Goal 1: Copy the assistive technology challenge passage from "Kish’s mission of" to "access, among others.".
Goal 2: According to the assistive technology challenge passage, what is Kish's primary focus?
Goal 3: Pick up the assistive technology challenge passage after its last sentence and extend it.
>> BEGIN Provided text
On March 11, Flores and several teams of undergraduates competed in an assistive technology design challenge posed by Kish, applying their Hopkins engineering education to address the challenges of those with disabilities. 

“We wanted to have students come in, come up with an idea — some sort of solution, whether that be a device, an engineering solution, a piece of code, to do something to affect the needs that Daniel is going to lay out for us,” Flores said.

Kish’s mission of improving access and education for the blind is his primary focus. He outlined a series of challenges for himself and his students: security, inclusion, health, social engagement and access, among others. 

“There’s a system for how a blind person should be guided — a set of rules. Blind people tend to be told how they’re going to be guided, who is going to guide them, where they’re going to be guided and when it’s going to happen,“ he said. “Where’s the agency in that? All of that needs to go and be replaced by self-determination.”
>> END Provided text
>> BEGIN Dataset section
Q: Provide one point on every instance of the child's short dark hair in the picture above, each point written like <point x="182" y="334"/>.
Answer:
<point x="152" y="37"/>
>> END Dataset section
Result 1:
Kish’s mission of improving access and education for the blind is his primary focus. He outlined a series of challenges for himself and his students: security, inclusion, health, social engagement and access, among others.

Result 2: Kish's primary focus is his mission of improving access and education for the blind.

Result 3:
Through lecturing and educating blind youth about echolocation, he hopes to improve the free choice of the global blind population.

Moss emphasized that Kish’s talk was a source of inspiration for many. 

“He has applied the insights and knowledge he’s acquired as a blind person to better the lives of thousands of others around the world,” she said. “It’s our hope that Daniel inspires members of the Hopkins community to boldly tackle personal and societal challenges.”